-------- RECORD SET

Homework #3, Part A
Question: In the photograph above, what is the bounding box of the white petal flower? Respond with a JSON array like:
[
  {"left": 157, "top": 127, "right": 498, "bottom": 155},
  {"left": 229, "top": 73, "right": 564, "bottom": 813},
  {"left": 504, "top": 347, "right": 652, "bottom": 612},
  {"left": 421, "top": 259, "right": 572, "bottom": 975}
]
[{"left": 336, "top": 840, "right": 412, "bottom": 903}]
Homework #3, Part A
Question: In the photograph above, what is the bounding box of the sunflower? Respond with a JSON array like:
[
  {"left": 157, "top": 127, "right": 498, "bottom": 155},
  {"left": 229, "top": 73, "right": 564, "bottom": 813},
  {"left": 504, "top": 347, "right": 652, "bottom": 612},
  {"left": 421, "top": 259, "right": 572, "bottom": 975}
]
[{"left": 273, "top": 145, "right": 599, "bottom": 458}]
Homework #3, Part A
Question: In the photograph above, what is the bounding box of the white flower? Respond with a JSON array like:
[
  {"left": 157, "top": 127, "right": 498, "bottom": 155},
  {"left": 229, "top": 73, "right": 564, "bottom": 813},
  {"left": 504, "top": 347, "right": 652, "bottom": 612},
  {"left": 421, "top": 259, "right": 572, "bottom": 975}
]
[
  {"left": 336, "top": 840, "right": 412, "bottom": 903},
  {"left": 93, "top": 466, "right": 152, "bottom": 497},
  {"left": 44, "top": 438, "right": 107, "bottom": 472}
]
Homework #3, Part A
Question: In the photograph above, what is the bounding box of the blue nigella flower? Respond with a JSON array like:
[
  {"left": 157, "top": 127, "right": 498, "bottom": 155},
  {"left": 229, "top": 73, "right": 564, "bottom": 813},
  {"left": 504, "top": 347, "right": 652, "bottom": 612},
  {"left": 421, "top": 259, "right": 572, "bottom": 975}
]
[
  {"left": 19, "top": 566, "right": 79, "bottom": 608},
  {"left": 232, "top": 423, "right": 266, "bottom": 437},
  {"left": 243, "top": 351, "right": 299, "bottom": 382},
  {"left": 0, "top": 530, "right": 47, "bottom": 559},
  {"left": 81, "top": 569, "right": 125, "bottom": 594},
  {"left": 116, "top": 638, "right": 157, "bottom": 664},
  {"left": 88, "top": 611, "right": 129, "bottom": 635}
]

----------------

### DIRECTION
Pick out every line above that contains the word "array" and copy each one out. Case counts.

### SOLUTION FOR THIS TASK
Question: In the photograph above, what is the bounding box of the white petal flower? Respond with a JSON array like:
Question: In the photograph above, what is the bounding box of the sunflower? Respond with a JSON array like:
Question: In the photograph above, what is the bounding box of the white flower? Respond with a JSON array like:
Question: In the photograph above, what is the bounding box of the blue nigella flower? Respond with a JSON array like:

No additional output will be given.